● PROBLEM DETAILS:
Output each of the entries below verbatim, with every line unchanged.

[Saved entries]
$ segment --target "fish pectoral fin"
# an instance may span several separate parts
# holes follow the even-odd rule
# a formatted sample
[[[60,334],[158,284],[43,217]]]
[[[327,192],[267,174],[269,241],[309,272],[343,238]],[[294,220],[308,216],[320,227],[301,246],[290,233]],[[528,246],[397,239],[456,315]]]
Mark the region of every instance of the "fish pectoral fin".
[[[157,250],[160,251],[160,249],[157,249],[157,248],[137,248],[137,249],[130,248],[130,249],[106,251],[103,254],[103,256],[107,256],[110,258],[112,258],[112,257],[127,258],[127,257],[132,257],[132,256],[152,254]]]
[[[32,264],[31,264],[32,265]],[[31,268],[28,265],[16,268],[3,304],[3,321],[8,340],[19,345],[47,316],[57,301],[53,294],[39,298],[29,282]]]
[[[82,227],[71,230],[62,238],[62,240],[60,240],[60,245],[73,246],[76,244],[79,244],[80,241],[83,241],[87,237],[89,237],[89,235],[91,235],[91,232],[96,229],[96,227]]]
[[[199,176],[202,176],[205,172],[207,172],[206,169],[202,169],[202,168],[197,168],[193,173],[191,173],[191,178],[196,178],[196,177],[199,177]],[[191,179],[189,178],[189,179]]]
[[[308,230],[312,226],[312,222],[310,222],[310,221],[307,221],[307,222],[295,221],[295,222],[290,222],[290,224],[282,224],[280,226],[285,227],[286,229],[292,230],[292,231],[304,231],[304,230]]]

● SOLUTION BELOW:
$ segment --target "fish pectoral fin"
# an instance may span several separate parts
# holes follow the even-odd rule
# a formatted sample
[[[60,334],[158,284],[43,217]]]
[[[327,192],[267,174],[269,241],[309,272],[343,238]],[[294,220],[308,216],[320,227],[301,246],[290,233]],[[528,246],[397,239],[456,315]]]
Mark the region of every instance of the "fish pectoral fin".
[[[157,250],[160,251],[160,249],[157,249],[157,248],[137,248],[137,249],[130,248],[130,249],[106,251],[103,254],[103,256],[107,256],[110,258],[112,258],[112,257],[127,258],[127,257],[132,257],[132,256],[152,254]]]
[[[32,264],[31,264],[32,265]],[[31,268],[28,265],[16,268],[3,304],[3,321],[8,340],[19,345],[47,316],[57,301],[53,294],[39,298],[29,282]]]
[[[82,227],[71,230],[62,238],[62,240],[60,240],[60,245],[73,246],[76,244],[79,244],[80,241],[83,241],[87,237],[89,237],[89,235],[91,235],[91,232],[96,229],[96,227]]]
[[[199,176],[202,176],[205,172],[207,172],[206,169],[202,169],[202,168],[197,168],[193,173],[191,173],[191,178],[196,178],[196,177],[199,177]],[[191,179],[189,178],[189,179]]]
[[[308,230],[312,226],[312,222],[310,222],[310,221],[307,221],[307,222],[295,221],[295,222],[290,222],[290,224],[282,224],[280,226],[285,227],[286,229],[292,230],[292,231],[304,231],[304,230]]]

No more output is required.